Copy the items below verbatim, starting with the line that contains "For the evaluation set, locate the brick" and continuing through the line that contains "x=542 y=135", both included.

____________

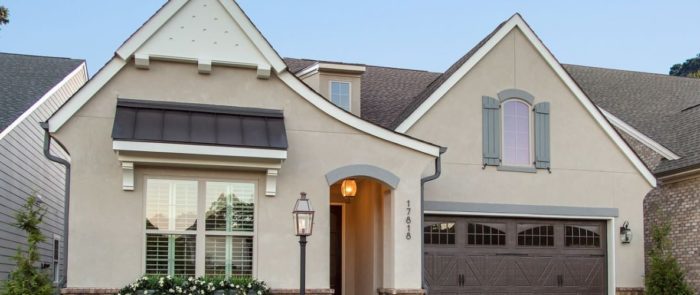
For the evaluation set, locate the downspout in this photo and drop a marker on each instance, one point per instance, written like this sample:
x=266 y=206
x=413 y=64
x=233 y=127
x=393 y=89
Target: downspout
x=66 y=203
x=438 y=171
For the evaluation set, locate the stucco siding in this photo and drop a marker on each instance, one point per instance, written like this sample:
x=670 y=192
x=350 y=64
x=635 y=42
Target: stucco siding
x=25 y=171
x=317 y=144
x=587 y=168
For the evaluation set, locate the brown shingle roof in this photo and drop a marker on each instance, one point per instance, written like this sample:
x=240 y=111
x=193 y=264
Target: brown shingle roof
x=385 y=91
x=660 y=106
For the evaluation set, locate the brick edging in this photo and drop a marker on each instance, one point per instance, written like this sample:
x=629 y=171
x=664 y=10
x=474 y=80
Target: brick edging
x=88 y=291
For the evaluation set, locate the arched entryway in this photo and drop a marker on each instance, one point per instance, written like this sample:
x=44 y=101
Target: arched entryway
x=359 y=228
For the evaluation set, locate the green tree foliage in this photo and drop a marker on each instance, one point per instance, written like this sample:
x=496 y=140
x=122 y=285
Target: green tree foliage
x=690 y=68
x=27 y=278
x=4 y=15
x=665 y=275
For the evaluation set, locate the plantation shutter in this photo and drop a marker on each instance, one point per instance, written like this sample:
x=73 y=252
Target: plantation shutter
x=491 y=131
x=542 y=135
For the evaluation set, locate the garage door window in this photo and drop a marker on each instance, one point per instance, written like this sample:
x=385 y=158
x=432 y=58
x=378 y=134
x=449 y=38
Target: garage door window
x=486 y=234
x=582 y=236
x=440 y=233
x=535 y=235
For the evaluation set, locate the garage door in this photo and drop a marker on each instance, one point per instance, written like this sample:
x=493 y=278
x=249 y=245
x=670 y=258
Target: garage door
x=514 y=256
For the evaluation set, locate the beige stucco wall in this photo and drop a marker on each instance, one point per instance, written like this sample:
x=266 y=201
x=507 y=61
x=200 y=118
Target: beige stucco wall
x=107 y=229
x=588 y=169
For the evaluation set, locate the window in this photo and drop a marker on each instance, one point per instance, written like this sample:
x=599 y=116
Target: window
x=439 y=234
x=340 y=94
x=536 y=235
x=516 y=133
x=582 y=236
x=489 y=234
x=174 y=209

____________

• **Output of the task**:
For the evaluation set, locate the brick edging in this photo and drop a marker on each instance, one point per instance, written like this sample:
x=629 y=171
x=664 y=10
x=474 y=80
Target: brick edging
x=88 y=291
For the evaluation set, locate the arched entryway in this photo and drop a marker on each instance, one point per instance, written like this sample:
x=44 y=101
Target: arched entryway
x=359 y=228
For the evaluation set, locate the green tree foliage in this photo and drop a marker on each instance, one point per instance, written like this sample:
x=496 y=140
x=122 y=285
Target: green tree foliage
x=690 y=68
x=27 y=278
x=4 y=15
x=665 y=275
For the evaluation set, locate the plantation shutter in this photo and drop a marker on each instance, one point per instance, written like this sample:
x=73 y=252
Target: plantation shutter
x=491 y=131
x=542 y=135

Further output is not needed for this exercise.